Aim:
Would you repeat the listing exactly but omit every picture?

---*---

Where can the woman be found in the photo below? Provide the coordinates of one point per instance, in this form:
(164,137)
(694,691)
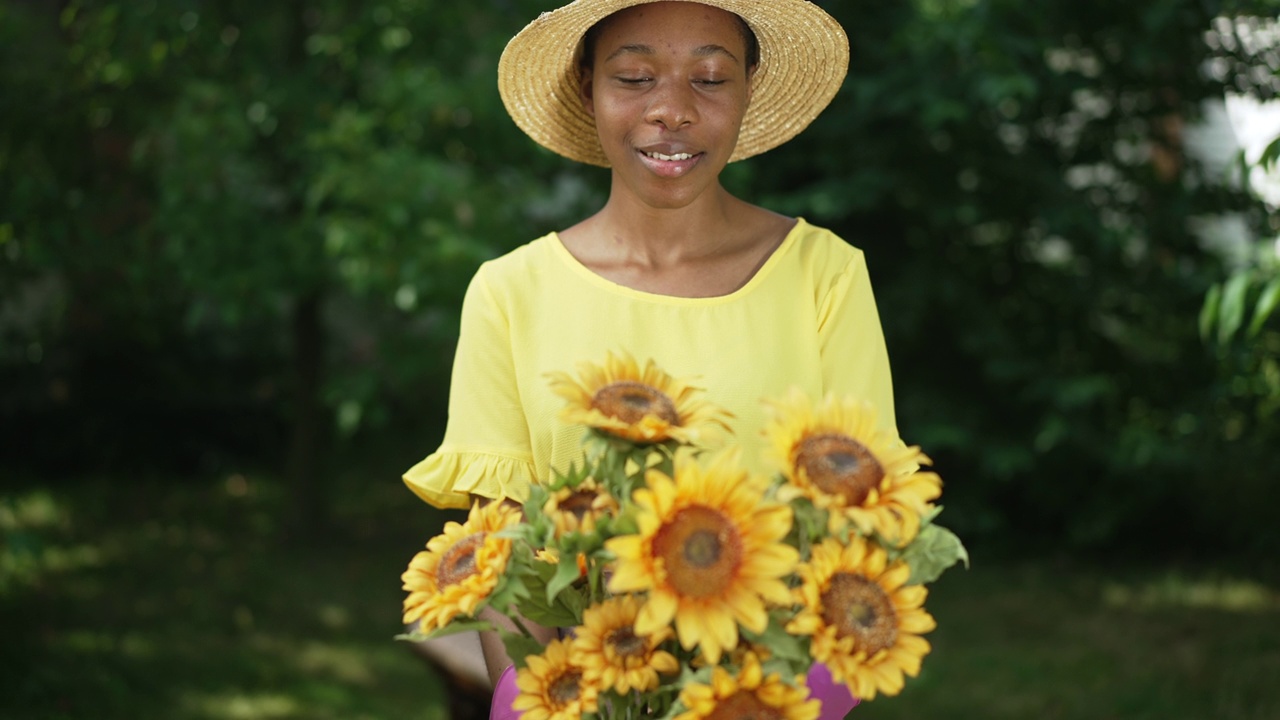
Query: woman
(672,268)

---*---

Solution:
Where can the woman be found in the photo below? Provide the coordinates of one point per instance, in this form:
(164,137)
(694,691)
Query: woman
(672,268)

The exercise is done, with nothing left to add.